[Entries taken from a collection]

== Segment start ==

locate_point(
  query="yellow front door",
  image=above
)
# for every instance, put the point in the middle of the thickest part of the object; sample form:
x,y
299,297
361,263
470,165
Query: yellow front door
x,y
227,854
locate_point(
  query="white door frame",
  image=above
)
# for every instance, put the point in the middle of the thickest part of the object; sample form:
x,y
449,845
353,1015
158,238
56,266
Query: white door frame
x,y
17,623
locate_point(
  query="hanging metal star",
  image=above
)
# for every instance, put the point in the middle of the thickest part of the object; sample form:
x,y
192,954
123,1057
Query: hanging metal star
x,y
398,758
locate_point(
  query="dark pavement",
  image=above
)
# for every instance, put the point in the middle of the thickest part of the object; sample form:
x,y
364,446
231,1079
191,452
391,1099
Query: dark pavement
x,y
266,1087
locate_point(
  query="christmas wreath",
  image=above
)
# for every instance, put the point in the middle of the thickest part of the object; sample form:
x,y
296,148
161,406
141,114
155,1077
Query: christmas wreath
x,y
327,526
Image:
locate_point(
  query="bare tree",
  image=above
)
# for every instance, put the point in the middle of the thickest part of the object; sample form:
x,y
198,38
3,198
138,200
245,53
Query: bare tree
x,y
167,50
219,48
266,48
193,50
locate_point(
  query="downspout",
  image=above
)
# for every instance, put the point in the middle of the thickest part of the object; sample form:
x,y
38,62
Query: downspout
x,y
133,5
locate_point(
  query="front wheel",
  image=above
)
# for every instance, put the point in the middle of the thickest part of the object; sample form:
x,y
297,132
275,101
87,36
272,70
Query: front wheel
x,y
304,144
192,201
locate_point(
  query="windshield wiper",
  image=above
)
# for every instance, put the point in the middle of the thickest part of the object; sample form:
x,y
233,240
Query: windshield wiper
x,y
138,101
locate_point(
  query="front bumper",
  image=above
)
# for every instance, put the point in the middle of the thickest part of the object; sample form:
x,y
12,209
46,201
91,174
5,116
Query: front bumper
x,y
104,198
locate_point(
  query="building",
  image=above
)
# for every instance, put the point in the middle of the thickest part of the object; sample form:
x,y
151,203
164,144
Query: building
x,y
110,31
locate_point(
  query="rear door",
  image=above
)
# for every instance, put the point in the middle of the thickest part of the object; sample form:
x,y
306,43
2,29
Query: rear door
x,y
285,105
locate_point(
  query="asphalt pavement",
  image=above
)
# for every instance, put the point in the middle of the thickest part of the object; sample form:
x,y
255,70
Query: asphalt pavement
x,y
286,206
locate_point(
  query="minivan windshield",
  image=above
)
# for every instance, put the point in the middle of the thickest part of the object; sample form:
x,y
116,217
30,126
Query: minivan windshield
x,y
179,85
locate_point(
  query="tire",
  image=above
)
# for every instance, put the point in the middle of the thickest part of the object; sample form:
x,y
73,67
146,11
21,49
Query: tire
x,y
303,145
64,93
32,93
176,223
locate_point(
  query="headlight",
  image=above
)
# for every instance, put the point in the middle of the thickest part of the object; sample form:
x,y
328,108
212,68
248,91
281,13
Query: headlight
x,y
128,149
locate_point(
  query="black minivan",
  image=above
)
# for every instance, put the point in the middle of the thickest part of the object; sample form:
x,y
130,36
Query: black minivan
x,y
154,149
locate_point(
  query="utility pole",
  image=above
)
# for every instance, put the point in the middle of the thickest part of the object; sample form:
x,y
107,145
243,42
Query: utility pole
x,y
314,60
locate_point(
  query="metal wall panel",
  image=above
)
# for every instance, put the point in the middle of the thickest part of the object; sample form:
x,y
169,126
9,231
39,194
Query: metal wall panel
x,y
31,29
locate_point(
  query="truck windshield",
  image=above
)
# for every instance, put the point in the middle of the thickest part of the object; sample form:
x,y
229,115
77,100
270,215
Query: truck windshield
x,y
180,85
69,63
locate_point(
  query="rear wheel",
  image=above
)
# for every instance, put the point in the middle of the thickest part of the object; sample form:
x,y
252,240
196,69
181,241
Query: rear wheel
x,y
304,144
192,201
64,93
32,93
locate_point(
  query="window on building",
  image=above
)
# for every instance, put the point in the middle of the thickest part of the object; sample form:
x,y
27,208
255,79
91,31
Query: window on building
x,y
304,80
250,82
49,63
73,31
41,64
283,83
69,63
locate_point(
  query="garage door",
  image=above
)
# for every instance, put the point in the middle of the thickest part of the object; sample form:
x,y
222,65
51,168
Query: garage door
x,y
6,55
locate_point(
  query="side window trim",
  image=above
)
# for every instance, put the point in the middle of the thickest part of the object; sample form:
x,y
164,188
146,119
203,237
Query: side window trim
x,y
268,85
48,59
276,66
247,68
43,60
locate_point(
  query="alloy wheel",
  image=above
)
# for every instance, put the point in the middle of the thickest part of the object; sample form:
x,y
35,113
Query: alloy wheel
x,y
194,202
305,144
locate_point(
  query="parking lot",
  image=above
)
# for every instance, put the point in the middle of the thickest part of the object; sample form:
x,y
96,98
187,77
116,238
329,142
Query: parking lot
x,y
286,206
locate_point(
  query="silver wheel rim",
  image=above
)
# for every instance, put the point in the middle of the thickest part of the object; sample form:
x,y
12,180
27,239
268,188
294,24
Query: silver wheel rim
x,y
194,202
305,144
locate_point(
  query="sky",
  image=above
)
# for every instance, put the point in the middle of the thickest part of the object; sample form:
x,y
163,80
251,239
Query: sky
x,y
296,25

== Segment end ==

EXERCISE PROMPT >> The data must be retyped in full, exactly as it reads.

EXERCISE ANSWER >>
locate_point(
  query="yellow front door",
  image=above
)
# for every instance, put the point in the middle of the thickest part of the object; sample form:
x,y
299,297
361,263
470,165
Query: yellow front door
x,y
227,854
locate_point(
  query="white door frame",
  image=above
)
# for every instance, put the point in the middle of the thickest part of the object; sample form:
x,y
449,845
353,1015
158,238
56,266
Query: white door frame
x,y
17,623
locate_point(
  query="hanging metal star",
  image=above
)
# for every instance, put the point in the middle of the thickest part of the object; sample form:
x,y
192,954
123,1057
Query: hanging metal star
x,y
398,758
locate_point(
  query="dark pavement",
  image=above
)
# for every instance, put the point in the middle of the thickest part of the object; sample form:
x,y
364,446
231,1079
191,452
391,1099
Query: dark pavement
x,y
266,1087
locate_point(
  query="christmas wreath",
  image=above
)
# for every instance, put the point in the middle of the thickest part of the object; sample form:
x,y
296,148
161,406
141,114
155,1077
Query: christmas wreath
x,y
327,526
Image:
locate_point(
  query="bare tree",
  image=above
)
# for every instance, put the point in the middle of the thickest part of the object; sample form:
x,y
198,38
3,198
138,200
245,53
Query: bare tree
x,y
167,50
219,48
266,48
193,50
locate_point(
  query="downspout",
  image=above
)
# for every instance, put the point in the middle of the thickest part of the object; sample form:
x,y
38,62
Query: downspout
x,y
133,5
locate_point(
  query="front wheel",
  image=above
)
# for every instance, put the point in the middle of the thickest part of the object; sample form:
x,y
297,132
275,101
87,36
272,70
Query: front wheel
x,y
304,144
192,201
locate_point(
  query="windshield wiper",
  image=above
)
# for every instance, put the point in the middle of the thickest part of the object; sample form:
x,y
233,240
Query: windshield wiper
x,y
138,101
locate_point(
  query="front bumper",
  image=above
)
# for every instance, put the point in the middle of the thickest part of the object; sample form:
x,y
12,209
46,201
91,174
5,116
Query: front bumper
x,y
104,198
locate_point(
  query="building",
  image=above
)
# for every instance, put the point in the middle of the thickest part of the object; sample form:
x,y
151,203
164,144
Query: building
x,y
110,31
locate_point(
  query="rear door",
  image=above
)
# for every instance, put the point in the middle of the thickest part of the object; sample form:
x,y
306,43
2,29
Query: rear door
x,y
285,105
locate_point(
  query="asphalt pavement",
  image=above
)
# for every instance, put the point in the middle of the thickest part of the object; sample form:
x,y
255,70
Query: asphalt pavement
x,y
286,206
locate_point(
  query="minivan windshield",
  image=above
)
# for every instance, put the point in the middle of the thickest part of the object; sample form:
x,y
116,217
30,126
Query: minivan windshield
x,y
179,85
locate_point(
  query="tire",
  image=above
)
# for every instance, put the point in the middle of the thickest part of the object; sample form:
x,y
73,67
146,11
21,49
Query: tire
x,y
303,145
64,93
32,93
176,223
locate_point(
  query="headlight",
  image=above
)
# for every instance, put the point in the middle of the thickest part of the object; sample form:
x,y
328,108
212,68
248,91
281,13
Query: headlight
x,y
128,149
locate_point(
  query="black minivan",
  image=above
)
# for every instance, put the point in the middle of the thickest part of the object; sample form:
x,y
130,36
Query: black minivan
x,y
154,149
locate_point(
  query="utility pole",
  image=above
)
# for every instance, put the point in the middle of the thickest part of the object; sample form:
x,y
107,145
243,42
Query: utility pole
x,y
314,60
locate_point(
  query="metal wall panel",
  image=above
)
# for every instance, put the point in the middle of the thickest part of the object; sample form:
x,y
169,126
9,231
39,194
Query: metal wall panel
x,y
31,29
locate_point(
  query="truck windshield",
  image=above
)
# for every instance, put the point in the middle of the thickest part of the object; sample form:
x,y
229,115
77,100
270,215
Query: truck windshield
x,y
180,85
69,63
locate_point(
  query="rear wheel",
  image=above
)
# for every instance, put the point in the middle of the thickest part of the object; sample form:
x,y
252,240
196,69
181,241
Query: rear wheel
x,y
304,144
192,201
64,93
32,93
locate_point(
  query="window on building",
  image=above
)
# for every instance, put the point in the middle of the thickest part of the object; sample form:
x,y
27,208
255,79
91,31
Query: window on building
x,y
304,80
250,82
49,63
73,31
41,64
283,83
69,63
locate_point(
  query="garage door",
  image=above
)
# for every instance, put the point in the middle of the thickest part of the object; sample form:
x,y
222,65
51,168
Query: garage door
x,y
6,55
locate_point(
  query="side window trim",
  image=above
)
# for every instance, put the point in the middle of the thickest part of the object; sample form:
x,y
164,188
146,119
203,237
Query: side window trim
x,y
268,85
48,59
276,66
247,68
43,60
locate_point(
  query="alloy wheel",
  image=above
)
# for every instance, put the point in the middle of the thickest part of the object; sample form:
x,y
35,113
Query: alloy wheel
x,y
194,202
305,144
locate_point(
  query="parking lot",
  image=above
)
# for every instance, put the point in the middle of the thickest part of the object; sample form:
x,y
96,98
187,77
116,238
329,142
Query: parking lot
x,y
286,206
locate_point(
  query="silver wheel rim",
  image=above
)
# for every instance, put the point in the middle of the thickest part of the object; sample form:
x,y
12,180
27,239
268,188
294,24
Query: silver wheel rim
x,y
194,202
305,144
locate_point(
  query="sky",
  image=above
)
# for every instance, put the point in the middle of the thickest part of the object; sample form:
x,y
163,80
251,239
Query: sky
x,y
296,25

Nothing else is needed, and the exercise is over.